= To do =
Write out exactly the lines running from the one that contains "[mark] glazed bun" through the end of the material.

* begin *

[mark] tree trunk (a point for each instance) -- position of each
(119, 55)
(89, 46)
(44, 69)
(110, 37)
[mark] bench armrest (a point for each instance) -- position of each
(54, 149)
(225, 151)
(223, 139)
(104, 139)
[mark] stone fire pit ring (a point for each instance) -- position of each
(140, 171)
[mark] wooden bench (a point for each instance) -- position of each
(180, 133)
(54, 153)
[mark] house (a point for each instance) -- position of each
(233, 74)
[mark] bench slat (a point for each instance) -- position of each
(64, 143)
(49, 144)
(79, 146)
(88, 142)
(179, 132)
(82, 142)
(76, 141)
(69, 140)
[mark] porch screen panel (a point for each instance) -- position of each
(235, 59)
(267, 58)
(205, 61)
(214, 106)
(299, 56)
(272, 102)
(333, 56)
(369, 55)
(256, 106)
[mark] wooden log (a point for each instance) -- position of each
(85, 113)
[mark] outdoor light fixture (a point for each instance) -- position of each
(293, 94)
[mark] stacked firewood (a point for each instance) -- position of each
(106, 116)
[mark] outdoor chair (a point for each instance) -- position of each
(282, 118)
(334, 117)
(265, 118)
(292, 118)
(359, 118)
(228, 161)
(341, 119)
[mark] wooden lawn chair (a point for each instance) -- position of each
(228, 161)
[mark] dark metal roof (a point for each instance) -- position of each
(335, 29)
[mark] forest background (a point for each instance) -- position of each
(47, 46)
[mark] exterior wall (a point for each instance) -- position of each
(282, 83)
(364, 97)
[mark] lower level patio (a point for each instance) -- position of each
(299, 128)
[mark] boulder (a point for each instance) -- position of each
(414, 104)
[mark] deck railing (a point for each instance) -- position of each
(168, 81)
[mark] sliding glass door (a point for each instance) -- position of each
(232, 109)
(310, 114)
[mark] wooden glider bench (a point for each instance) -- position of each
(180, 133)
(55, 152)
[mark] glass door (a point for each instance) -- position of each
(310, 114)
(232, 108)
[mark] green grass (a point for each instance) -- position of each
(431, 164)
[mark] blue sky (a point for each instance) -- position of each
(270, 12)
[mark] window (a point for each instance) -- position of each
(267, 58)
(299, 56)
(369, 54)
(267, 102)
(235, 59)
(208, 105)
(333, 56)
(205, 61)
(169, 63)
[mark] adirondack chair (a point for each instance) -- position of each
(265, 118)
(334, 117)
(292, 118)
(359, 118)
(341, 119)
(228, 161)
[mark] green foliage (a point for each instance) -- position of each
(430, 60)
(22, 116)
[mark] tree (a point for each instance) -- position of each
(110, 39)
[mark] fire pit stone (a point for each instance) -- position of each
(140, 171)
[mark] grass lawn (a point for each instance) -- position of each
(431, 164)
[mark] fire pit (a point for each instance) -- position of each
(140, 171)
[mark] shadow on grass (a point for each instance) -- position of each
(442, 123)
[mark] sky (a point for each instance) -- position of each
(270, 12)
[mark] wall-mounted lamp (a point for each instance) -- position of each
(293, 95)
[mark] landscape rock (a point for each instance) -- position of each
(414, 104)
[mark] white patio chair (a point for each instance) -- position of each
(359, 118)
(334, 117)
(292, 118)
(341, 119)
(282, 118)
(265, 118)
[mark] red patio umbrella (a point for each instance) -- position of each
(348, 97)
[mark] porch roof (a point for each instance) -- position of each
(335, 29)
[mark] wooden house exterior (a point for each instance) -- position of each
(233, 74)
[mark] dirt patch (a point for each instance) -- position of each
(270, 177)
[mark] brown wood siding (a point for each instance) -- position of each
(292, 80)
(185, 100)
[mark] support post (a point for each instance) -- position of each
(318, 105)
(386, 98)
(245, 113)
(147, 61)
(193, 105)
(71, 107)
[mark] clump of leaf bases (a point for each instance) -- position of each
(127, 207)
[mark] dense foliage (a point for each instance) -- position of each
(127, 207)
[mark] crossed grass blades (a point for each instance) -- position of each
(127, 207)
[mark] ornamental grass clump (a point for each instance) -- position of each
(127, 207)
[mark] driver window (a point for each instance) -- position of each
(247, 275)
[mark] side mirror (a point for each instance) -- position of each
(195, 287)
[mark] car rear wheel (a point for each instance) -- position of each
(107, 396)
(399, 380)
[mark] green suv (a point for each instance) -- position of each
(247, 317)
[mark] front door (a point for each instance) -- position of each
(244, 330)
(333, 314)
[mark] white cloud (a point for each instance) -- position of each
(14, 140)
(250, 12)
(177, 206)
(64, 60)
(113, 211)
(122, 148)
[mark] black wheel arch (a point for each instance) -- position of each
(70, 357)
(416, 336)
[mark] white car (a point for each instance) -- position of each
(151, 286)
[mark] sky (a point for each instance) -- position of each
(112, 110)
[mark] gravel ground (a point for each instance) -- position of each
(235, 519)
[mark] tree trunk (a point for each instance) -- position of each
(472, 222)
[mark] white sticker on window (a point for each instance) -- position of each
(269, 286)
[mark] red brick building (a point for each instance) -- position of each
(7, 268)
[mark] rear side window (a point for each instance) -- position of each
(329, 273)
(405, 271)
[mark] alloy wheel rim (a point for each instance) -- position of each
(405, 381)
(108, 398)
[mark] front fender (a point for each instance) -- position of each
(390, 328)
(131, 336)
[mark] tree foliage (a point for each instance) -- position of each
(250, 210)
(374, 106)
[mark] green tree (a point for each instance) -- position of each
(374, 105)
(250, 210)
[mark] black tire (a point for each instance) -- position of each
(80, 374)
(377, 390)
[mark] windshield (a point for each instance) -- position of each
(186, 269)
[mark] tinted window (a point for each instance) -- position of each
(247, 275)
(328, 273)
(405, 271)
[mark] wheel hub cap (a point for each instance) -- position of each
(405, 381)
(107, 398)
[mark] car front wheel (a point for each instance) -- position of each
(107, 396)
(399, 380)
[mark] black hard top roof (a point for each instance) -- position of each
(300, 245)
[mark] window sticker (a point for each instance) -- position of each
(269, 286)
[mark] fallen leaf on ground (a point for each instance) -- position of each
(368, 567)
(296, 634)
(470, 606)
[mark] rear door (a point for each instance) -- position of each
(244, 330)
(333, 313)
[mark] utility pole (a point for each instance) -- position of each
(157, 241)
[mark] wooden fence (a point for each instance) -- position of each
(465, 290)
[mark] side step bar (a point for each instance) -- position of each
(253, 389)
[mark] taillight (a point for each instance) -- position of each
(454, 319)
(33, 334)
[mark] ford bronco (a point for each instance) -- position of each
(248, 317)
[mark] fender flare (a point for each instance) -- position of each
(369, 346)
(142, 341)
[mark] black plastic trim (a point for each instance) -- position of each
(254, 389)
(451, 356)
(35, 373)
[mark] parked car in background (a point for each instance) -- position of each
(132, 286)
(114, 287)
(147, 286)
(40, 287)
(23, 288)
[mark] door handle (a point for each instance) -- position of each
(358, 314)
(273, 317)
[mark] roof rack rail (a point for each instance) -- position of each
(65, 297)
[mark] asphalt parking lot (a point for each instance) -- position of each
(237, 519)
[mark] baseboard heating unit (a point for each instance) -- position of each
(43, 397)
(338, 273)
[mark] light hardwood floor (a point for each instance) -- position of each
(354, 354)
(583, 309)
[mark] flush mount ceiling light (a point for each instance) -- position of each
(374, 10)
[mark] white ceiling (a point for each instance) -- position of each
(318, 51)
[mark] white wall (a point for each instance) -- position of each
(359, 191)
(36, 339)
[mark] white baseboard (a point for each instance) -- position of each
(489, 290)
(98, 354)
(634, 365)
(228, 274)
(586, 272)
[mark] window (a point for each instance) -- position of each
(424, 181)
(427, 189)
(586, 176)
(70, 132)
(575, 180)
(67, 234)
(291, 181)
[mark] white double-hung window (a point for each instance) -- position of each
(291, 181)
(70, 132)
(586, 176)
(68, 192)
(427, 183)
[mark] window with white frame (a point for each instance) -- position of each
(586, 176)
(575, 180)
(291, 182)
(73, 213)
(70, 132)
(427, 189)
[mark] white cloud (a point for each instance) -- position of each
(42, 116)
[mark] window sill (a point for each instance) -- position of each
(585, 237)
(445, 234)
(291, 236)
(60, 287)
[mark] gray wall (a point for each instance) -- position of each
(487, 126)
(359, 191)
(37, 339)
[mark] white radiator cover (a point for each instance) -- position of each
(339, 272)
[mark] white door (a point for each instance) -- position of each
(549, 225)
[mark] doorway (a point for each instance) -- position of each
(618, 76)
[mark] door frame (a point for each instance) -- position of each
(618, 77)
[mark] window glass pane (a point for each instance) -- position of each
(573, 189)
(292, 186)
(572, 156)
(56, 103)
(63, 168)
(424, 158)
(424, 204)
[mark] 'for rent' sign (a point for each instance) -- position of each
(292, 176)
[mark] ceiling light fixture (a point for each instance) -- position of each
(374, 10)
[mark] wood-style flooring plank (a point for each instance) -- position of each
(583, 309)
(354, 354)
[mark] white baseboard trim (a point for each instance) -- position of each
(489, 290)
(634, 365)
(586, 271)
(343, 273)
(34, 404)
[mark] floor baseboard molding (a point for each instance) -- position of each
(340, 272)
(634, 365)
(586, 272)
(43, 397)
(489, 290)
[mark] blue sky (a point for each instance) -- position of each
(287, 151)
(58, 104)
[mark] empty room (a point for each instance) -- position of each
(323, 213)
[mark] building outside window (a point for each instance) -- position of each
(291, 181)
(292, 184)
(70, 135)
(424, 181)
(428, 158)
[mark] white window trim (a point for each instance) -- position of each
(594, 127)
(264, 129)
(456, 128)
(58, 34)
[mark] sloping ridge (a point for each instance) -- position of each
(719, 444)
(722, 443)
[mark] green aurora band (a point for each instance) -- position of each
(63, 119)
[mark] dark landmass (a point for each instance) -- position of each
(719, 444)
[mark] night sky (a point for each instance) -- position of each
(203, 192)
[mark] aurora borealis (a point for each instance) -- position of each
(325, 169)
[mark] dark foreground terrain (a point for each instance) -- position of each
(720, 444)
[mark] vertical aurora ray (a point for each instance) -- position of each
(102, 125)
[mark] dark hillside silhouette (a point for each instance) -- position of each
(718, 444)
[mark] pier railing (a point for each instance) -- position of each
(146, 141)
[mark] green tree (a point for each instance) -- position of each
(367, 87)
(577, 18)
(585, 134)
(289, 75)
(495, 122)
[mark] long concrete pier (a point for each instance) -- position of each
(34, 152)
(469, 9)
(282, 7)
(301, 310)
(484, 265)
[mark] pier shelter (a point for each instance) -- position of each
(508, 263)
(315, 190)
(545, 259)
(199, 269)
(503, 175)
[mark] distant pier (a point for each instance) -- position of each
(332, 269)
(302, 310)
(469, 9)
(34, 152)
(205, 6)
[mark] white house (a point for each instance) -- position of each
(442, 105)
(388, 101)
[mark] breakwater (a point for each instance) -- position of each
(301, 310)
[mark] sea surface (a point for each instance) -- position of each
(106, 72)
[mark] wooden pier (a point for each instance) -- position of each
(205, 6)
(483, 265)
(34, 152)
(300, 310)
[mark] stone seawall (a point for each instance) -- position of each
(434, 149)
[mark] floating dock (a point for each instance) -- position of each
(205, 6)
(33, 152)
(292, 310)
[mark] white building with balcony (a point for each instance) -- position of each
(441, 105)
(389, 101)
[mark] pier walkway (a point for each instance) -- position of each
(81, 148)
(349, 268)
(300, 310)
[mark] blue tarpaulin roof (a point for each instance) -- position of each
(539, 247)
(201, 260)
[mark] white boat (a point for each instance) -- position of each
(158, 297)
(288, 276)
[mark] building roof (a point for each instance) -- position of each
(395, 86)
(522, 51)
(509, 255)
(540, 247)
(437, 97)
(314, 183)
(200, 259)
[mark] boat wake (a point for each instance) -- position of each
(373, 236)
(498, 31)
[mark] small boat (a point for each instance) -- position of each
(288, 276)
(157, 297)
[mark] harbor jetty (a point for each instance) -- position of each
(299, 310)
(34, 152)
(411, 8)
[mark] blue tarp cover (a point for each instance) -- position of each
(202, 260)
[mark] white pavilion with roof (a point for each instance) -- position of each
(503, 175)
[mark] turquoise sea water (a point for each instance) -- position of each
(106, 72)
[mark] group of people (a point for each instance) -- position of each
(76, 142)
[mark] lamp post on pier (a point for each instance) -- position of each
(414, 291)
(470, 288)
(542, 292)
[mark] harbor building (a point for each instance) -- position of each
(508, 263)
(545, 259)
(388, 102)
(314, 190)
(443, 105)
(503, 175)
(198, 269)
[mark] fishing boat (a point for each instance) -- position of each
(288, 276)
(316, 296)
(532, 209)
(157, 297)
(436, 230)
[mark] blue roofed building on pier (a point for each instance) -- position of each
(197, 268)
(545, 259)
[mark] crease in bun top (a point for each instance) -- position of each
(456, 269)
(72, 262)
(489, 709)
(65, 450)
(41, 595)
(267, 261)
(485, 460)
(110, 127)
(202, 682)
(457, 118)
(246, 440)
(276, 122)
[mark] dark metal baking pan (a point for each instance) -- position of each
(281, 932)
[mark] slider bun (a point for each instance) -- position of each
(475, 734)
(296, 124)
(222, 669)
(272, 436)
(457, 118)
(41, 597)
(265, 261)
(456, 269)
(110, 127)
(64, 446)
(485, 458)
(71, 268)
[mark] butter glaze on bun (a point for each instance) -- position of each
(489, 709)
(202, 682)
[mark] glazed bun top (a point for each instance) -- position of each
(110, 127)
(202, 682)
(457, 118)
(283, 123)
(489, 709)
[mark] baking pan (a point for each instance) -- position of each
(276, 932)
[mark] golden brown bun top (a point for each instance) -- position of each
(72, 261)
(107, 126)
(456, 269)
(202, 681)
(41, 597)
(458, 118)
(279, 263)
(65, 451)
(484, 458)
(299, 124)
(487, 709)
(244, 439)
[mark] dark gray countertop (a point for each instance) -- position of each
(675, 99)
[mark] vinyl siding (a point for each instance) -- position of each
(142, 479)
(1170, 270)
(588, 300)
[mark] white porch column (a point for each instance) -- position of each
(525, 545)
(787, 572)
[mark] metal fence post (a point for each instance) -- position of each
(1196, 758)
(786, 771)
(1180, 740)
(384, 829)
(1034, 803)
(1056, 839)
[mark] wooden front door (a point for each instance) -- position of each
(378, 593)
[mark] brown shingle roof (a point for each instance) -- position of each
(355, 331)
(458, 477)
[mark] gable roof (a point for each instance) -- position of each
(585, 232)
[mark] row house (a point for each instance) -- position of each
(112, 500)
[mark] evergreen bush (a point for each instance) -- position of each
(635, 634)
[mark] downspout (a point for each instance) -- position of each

* end *

= Correct answer =
[mark] glazed bun top (a point for each instance) -- position of each
(110, 127)
(202, 682)
(457, 118)
(283, 123)
(489, 709)
[mark] baking pan (a point for each instance) -- position of each
(276, 932)
[mark] golden brown bun top (a point for each instance) -- position of each
(72, 261)
(107, 126)
(456, 269)
(202, 681)
(41, 597)
(458, 118)
(279, 263)
(65, 451)
(484, 458)
(299, 124)
(487, 709)
(244, 439)
[mark] dark gray countertop (a point for each instance) -- position of each
(675, 99)
[mark] vinyl siding (a point for each instance) -- position of each
(142, 479)
(1170, 270)
(588, 300)
[mark] white porch column (a point for each instance) -- position of each
(525, 545)
(787, 572)
[mark] metal fence post (a point for each instance) -- position of each
(1196, 758)
(786, 771)
(1180, 740)
(384, 829)
(1034, 803)
(1056, 839)
[mark] wooden front door (a point for each instance) -- position of each
(378, 593)
[mark] brown shingle roof (a point for each instance) -- position of each
(355, 331)
(458, 477)
[mark] gable roof (a point for each instance) -- position of each
(585, 232)
[mark] row house (a point for each instance) -- position of each
(112, 500)
[mark] evergreen bush (a point for each instance) -- position of each
(635, 634)
[mark] downspout (a point for each instance) -- position of each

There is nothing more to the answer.